◆ **Input records**
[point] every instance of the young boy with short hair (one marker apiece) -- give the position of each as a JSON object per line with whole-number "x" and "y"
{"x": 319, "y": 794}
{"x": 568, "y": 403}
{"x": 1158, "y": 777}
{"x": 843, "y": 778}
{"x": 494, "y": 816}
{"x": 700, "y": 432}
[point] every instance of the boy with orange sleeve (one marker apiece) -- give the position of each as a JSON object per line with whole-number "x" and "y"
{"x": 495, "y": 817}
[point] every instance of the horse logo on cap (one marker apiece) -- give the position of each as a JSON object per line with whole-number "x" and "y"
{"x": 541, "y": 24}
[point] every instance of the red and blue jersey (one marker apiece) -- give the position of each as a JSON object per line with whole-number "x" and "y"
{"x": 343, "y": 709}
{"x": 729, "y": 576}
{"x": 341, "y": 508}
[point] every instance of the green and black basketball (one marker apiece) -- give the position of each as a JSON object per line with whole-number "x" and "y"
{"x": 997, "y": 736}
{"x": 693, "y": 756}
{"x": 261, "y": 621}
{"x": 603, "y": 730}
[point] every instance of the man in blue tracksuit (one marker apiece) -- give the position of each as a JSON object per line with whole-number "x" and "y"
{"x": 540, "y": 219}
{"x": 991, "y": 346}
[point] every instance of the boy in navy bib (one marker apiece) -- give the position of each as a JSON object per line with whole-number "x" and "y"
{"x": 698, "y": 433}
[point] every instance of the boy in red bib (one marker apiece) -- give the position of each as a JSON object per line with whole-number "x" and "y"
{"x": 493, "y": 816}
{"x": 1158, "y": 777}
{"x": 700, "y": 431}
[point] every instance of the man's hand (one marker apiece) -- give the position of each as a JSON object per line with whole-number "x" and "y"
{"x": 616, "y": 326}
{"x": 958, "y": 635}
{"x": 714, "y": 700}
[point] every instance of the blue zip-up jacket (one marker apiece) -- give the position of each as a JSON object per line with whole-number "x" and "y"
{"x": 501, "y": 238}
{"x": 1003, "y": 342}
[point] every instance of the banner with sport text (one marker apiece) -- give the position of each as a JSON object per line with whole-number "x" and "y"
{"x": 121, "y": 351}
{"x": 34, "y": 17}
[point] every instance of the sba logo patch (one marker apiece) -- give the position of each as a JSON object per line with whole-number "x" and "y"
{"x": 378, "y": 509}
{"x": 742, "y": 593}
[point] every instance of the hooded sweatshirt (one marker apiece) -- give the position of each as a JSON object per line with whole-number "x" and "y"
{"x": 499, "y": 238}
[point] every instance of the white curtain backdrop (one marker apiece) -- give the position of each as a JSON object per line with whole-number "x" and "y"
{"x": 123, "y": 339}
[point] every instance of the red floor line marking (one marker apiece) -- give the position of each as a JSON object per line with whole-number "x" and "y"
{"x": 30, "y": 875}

◆ **Problem to solve**
Retype every entry above, word for word.

◆ **Solved problem**
[point] every instance of the young boy with short hair (one marker apiece) -- give the position of each as a JSON object per line with whole-number "x" and "y"
{"x": 319, "y": 794}
{"x": 568, "y": 403}
{"x": 1158, "y": 777}
{"x": 843, "y": 778}
{"x": 494, "y": 816}
{"x": 700, "y": 432}
[point] every instance of the boy with orange sleeve (one marker apiece) -- give the position of each as a JSON object per line with whole-number "x" and "y"
{"x": 495, "y": 817}
[point] every instance of the horse logo on cap (one marker apiece) -- give the position of each as a JSON object per line with whole-number "x" and "y"
{"x": 541, "y": 24}
[point] every instance of the red and blue jersey (one marker apiece) -- give the position of each as a JSON object per line with whole-number "x" and "y"
{"x": 343, "y": 709}
{"x": 729, "y": 576}
{"x": 341, "y": 508}
[point] every instance of the green and black basketball (one marker apiece) -- give the position of each as a JSON object per line with whole-number "x" and "y"
{"x": 997, "y": 736}
{"x": 693, "y": 756}
{"x": 261, "y": 621}
{"x": 603, "y": 730}
[point] every instance of the man in blue tracksuit (one marker apiece) -- give the position of each as a JSON object per line with whole-number "x" and "y"
{"x": 540, "y": 219}
{"x": 991, "y": 346}
[point] every instance of the boy in navy bib (one marker apiece) -- give the position of each as a JSON object per line with whole-number "x" and "y"
{"x": 698, "y": 433}
[point] every instance of the boy in red bib (one marker apiece) -- give the position of each as a JSON object per line with whole-number "x" and "y"
{"x": 493, "y": 816}
{"x": 1158, "y": 777}
{"x": 700, "y": 431}
[point] every instance of the man's hand (one marker apiece) -- give the position of each as a JSON object per line with whole-number "x" and "y"
{"x": 616, "y": 326}
{"x": 958, "y": 635}
{"x": 714, "y": 700}
[point] every instance of the blue zip-up jacket (one marker apiece) -- give the position of each as a JSON object per line with whole-number "x" and "y"
{"x": 501, "y": 238}
{"x": 1003, "y": 342}
[point] every instance of the banner with sport text (one marker apiece) -- give the position of each as a JSON object per line with whole-number "x" and "y"
{"x": 121, "y": 351}
{"x": 34, "y": 17}
[point] every instance of the sba logo patch (one marker apiece) -- give the position of each as a JSON object per line with whole-number "x" and "y"
{"x": 378, "y": 509}
{"x": 742, "y": 593}
[point] every instance of the hooded sweatshirt (one marker apiece) -- give the position of each as a JSON object per line with whole-number "x" and "y"
{"x": 499, "y": 238}
[point] every instance of the white curtain backdrop (one marker apiece) -- give the position of each as a JSON object per line with whole-number "x" and "y"
{"x": 123, "y": 339}
[point] every instance of the red floor line marking (one marker apiece) -- give the position of each as a JSON object per line with whole-number "x" and "y"
{"x": 30, "y": 875}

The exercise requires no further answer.